• **Short exercise**: Give everything from the line containing "Where can the tree line" down to the end of the rows as a JSON list of strings, one string per line and no blank lines.

+ + +

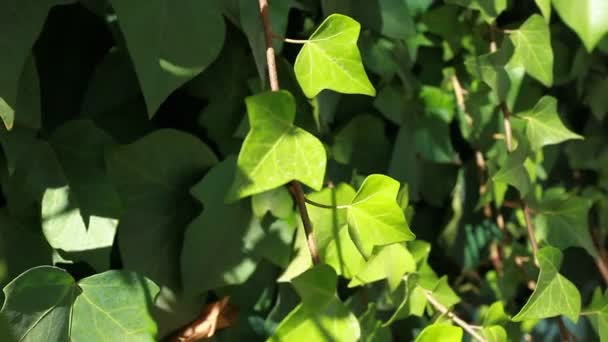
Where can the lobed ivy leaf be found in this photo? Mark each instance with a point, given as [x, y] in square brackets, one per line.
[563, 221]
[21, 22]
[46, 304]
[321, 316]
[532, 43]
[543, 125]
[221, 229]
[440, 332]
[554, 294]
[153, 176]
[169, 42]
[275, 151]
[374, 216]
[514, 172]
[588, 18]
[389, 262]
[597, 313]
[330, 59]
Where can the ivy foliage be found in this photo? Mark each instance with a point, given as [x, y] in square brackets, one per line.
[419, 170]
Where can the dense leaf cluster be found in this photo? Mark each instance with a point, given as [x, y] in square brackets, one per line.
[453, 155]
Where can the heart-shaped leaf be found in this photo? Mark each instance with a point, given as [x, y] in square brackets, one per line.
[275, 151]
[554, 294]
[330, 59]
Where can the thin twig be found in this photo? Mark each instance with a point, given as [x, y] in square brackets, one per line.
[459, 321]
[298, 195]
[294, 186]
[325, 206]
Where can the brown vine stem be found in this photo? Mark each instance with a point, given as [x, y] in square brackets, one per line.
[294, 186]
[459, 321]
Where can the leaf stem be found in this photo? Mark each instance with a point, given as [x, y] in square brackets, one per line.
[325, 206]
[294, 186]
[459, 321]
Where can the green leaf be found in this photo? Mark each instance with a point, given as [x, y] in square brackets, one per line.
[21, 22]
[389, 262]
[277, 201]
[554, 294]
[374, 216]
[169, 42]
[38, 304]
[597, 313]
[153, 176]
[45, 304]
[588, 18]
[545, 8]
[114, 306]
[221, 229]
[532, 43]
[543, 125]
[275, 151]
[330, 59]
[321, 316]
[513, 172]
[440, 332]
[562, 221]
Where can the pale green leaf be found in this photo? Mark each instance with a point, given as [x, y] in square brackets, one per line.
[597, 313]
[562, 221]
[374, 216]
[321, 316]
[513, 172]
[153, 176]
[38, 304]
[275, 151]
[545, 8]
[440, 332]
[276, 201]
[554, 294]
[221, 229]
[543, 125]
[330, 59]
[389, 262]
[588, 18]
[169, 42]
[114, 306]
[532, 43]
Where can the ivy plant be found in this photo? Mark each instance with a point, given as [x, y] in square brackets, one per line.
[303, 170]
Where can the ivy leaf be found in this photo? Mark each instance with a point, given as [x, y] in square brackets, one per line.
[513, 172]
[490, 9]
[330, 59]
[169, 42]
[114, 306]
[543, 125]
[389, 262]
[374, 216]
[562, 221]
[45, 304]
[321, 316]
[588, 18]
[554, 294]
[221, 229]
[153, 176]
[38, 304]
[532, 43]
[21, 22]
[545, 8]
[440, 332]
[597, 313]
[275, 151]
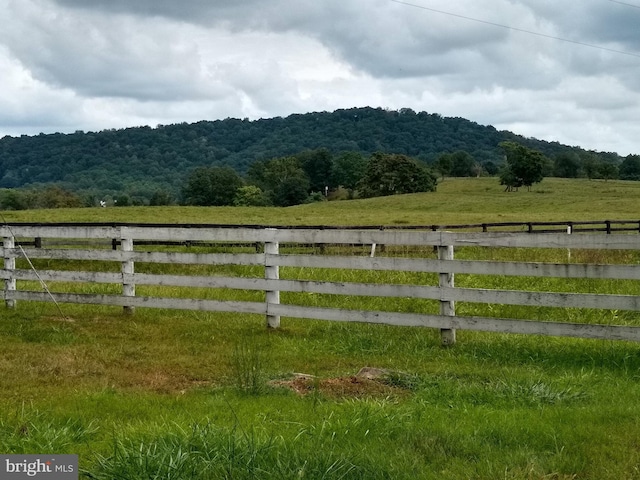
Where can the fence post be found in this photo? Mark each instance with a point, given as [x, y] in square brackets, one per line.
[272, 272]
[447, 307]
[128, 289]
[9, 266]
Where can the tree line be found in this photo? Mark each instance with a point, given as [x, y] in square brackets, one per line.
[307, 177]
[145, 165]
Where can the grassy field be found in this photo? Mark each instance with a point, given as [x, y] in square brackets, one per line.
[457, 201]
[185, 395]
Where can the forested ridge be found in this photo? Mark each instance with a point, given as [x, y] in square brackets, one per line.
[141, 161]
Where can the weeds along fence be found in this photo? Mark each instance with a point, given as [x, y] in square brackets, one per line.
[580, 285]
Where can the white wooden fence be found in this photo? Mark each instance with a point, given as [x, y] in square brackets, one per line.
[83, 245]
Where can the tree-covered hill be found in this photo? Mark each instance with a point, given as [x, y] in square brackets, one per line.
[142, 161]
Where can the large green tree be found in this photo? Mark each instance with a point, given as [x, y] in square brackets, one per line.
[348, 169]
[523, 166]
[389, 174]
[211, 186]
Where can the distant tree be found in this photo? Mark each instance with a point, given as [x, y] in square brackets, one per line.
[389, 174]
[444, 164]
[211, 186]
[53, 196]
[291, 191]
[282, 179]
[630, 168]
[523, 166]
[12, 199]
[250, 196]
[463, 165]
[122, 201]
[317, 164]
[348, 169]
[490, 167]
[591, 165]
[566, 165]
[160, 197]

+ + +

• **Solution to the exercise**:
[
  "Where can the tree line be found in this photo? Mark each instance with a point, given as [x, y] in square brackets, one per line.",
  "[307, 177]",
  "[145, 165]",
  "Where can the grassy field be found in this photo? Mark each instance with a point, given as [x, y] in square brackets, one per line.",
  "[457, 201]",
  "[185, 395]",
  "Where can the forested ridge be found in this photo? Mark each instance with a point, given as [x, y] in square brackets, one per line.",
  "[141, 161]",
  "Where can the weeds along fence be found in this photo? Mark each instance with a point, given as [x, y] in square brackets, one per line.",
  "[580, 285]",
  "Where can the white wooden fence be found in this photo? Mark each instance with a point, given as [x, y] in square brackets, one per line.",
  "[83, 245]",
  "Where can the tree-covered hill be found in this photo? Mark each instance with a point, given as [x, y] in square brackets, one per line.",
  "[142, 161]",
  "Where can the large green tree be found in this photo? Mark each instance with a point, given as [x, y] in square brackets, one per line.",
  "[348, 169]",
  "[523, 166]",
  "[389, 174]",
  "[211, 186]",
  "Where can the distant tree be found in this photo? Mark each instance with a point, given as [x, y] in square brackets, one per line.",
  "[389, 174]",
  "[444, 164]",
  "[211, 186]",
  "[53, 196]",
  "[291, 191]",
  "[282, 179]",
  "[630, 168]",
  "[523, 166]",
  "[12, 199]",
  "[250, 196]",
  "[463, 165]",
  "[122, 201]",
  "[317, 164]",
  "[348, 169]",
  "[490, 167]",
  "[591, 165]",
  "[566, 165]",
  "[160, 197]"
]